**Task brief**. Please quote everything in the sports blog text from "Cope's voice-- that" down to "astute and erudite.", word for word.

**Provided text**.
┄┄┄┄┄┄

Saturday, March 29, 2008

Sweet!!

Davidson 73
Wisconsin 56

Davidson Is Dazzling in Toppling Another Giant

Sunday, March 23, 2008

Montani semper liberi

They are also in this year's Sweet 16

West Virginia upsets second-seeded Duke, 73-67

Wednesday, February 27, 2008

Myron Cope, RIP


Legendary broadcaster Myron Cope dies at 79

Cope's voice-- that unmistakable, nasal Pittsburgh voice-- is the essential soundtrack of the Steelers's dynasty. It shot out of the radio during the games-- excited, goofy, yet also astute and erudite.

He was a homer. He grew up in Pittsburgh. He pulled for the Steelers. He suffered when they lost and exulted when they won. Yet, he did not hesitate to point out poor play during the game.

Yoi, we didn't block anyone on that play!
He was a homer, but he was not blind. And he was happy to tell us what he saw.

He invented the Terrible Towel and gave away the rights. All the proceeds now go to charity.

Cope liked players. He was not the type to rip a guy just to create controversy and build ratings. He was the antithesis of the loud shock jocks who dominate sports radio today.

Any fool can argue and insult. It takes real talent to hold an audience by being informative, insightful, and interesting. For three decades in Pittsburgh Cope held his audience doing just that.

Before he went into radio Cope was a sportswriter. Actually, he was one of the best. His profiles of Muhammad Ali and Howard Cosell stand up well after forty years and still make it into anthologies. The writing sparkles and the insight still shines through. Here is a bit of the Cosell profile that ran in Sports Illustrated in 1967:

''Oh, this horizontal ladder of mediocrity,'' sighs Howard Cosell, ruminating on the people who make up the radio-television industry, which pays him roughly $175,000 a year. ''There's one thing about this business: There is no place in it for talent. That's why I don't belong. I lack sufficient mediocrity.''

Cosell fondles a martini at a table in the Warwick bar, across the street from the American Broadcasting Company headquarters. Anguish clouds his homely face. His long nose and pointed ears loom over his gin in the fashion of a dive bomber swooping in with fighter escort.

''This is a terrible business,'' he says.

It being the cocktail hour, the darkened room is packed with theatrical and Madison Avenue types. A big blonde, made up like Harlow the day after a bender, dominates a nearby table, encircled by spindly, effete little men. Gentlemen in blue suits, with vests, jam the bar.

A stocky young network man pauses at Cosell's table and cheerfully asks if he might drop by Cosell's office someday soon. Cosell says certainly, whereupon the network man joins a jovial crowd at the bar.

┄┄┄┄┄┄

**Material**.
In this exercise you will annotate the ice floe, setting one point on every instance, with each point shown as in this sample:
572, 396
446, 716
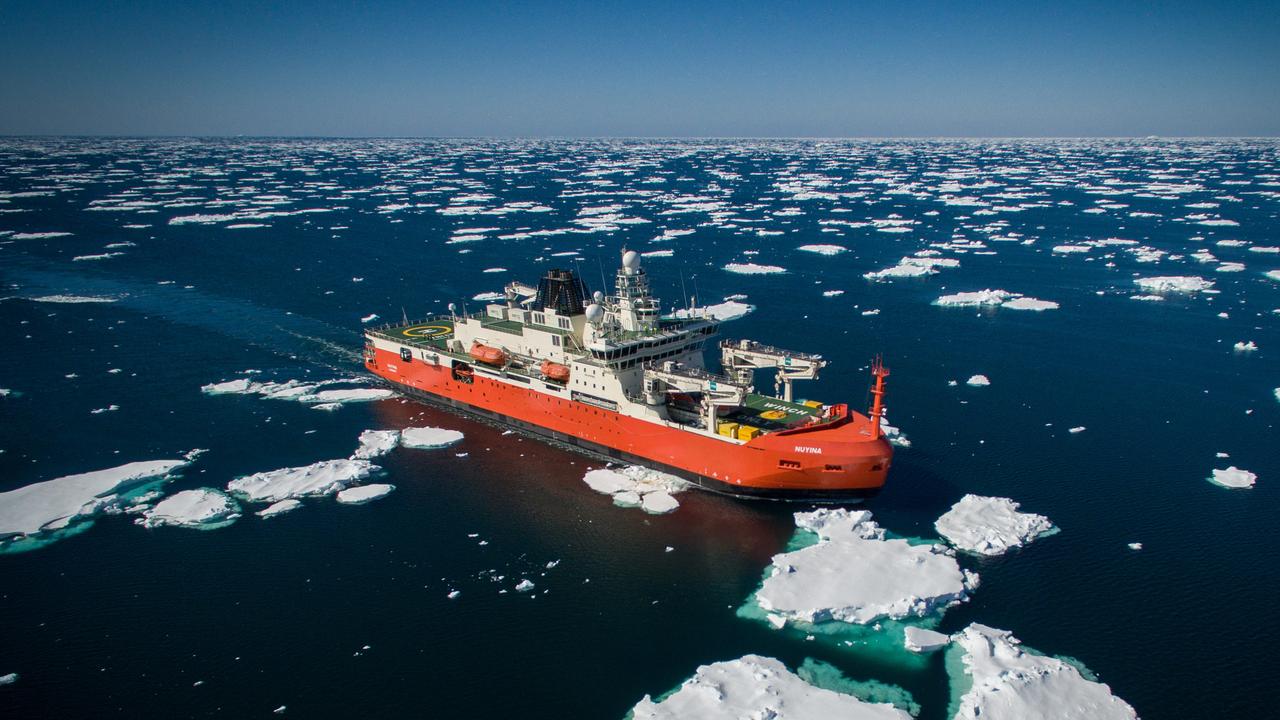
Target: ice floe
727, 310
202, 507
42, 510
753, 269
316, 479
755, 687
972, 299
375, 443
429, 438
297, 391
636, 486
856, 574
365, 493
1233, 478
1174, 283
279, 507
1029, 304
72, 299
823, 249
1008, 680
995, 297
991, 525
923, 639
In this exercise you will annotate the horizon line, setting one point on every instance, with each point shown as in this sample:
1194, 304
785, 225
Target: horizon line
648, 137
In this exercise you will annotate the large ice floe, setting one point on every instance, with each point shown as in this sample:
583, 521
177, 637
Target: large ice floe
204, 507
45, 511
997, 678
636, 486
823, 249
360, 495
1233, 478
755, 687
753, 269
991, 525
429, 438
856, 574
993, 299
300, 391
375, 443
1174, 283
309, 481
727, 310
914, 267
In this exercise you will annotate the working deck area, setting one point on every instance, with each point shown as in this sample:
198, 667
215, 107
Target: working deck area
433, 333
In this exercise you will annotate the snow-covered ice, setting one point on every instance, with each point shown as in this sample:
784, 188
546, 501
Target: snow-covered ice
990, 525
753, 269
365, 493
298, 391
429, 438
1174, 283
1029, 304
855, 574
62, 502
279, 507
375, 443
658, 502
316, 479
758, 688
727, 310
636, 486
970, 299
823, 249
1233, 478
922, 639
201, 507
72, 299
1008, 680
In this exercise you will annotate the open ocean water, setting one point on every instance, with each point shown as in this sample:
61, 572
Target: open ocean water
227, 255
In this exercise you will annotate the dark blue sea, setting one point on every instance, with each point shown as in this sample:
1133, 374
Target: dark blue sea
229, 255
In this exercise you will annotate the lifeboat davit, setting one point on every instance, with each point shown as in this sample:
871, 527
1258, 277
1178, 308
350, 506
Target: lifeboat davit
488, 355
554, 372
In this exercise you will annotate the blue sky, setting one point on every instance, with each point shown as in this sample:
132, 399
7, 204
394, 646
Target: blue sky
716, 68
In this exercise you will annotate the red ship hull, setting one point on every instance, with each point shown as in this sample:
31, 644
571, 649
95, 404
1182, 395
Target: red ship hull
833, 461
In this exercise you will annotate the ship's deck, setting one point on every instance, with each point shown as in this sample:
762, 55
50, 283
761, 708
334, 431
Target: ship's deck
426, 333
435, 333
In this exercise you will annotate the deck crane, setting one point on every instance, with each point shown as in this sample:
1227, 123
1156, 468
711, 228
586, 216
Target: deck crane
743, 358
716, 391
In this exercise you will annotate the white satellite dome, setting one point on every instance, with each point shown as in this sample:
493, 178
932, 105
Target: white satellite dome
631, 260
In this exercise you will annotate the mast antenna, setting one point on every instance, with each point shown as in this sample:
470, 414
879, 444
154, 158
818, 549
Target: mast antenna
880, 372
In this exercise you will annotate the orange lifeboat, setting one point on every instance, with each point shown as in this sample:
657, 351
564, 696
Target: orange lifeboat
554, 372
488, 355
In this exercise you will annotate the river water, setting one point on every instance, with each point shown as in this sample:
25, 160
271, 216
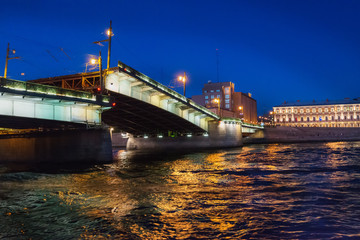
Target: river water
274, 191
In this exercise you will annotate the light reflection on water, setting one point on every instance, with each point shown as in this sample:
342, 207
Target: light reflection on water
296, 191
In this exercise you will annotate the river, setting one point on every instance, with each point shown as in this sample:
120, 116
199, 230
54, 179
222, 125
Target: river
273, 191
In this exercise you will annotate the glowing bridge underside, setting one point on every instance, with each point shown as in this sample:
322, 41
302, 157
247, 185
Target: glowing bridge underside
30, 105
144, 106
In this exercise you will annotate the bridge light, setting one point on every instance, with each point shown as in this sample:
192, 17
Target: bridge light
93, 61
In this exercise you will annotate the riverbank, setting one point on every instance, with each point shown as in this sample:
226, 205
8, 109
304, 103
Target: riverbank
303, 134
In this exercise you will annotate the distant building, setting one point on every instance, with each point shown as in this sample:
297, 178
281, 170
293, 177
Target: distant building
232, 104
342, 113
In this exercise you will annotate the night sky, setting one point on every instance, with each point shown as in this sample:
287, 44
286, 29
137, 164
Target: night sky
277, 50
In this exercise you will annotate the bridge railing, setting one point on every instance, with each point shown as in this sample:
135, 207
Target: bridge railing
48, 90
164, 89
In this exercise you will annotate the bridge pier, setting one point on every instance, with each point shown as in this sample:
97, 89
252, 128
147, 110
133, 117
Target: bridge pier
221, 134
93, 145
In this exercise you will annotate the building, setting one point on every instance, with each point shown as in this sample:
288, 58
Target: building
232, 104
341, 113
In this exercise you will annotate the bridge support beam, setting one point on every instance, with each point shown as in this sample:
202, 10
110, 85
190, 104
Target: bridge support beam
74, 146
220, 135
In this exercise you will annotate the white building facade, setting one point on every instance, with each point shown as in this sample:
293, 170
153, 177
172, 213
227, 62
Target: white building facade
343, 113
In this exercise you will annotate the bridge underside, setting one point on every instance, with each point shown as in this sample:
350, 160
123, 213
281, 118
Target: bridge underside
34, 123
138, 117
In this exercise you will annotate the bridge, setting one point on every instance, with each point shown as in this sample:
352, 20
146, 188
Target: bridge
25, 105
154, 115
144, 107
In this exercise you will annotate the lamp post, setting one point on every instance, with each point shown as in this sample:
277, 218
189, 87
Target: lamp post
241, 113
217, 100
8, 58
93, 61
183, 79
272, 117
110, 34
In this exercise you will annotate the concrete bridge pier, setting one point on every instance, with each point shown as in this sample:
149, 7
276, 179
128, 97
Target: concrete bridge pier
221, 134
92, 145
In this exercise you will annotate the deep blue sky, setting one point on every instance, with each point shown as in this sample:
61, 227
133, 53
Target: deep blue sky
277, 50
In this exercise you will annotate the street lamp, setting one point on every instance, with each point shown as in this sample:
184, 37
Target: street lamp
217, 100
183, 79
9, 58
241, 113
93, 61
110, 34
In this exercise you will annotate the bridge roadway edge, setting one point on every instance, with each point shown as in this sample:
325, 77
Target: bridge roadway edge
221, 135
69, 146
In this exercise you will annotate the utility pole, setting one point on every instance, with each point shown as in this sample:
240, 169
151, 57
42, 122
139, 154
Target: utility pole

┄┄┄┄┄┄

**Solution to the exercise**.
Cope's voice-- that unmistakable, nasal Pittsburgh voice-- is the essential soundtrack of the Steelers's dynasty. It shot out of the radio during the games-- excited, goofy, yet also astute and erudite.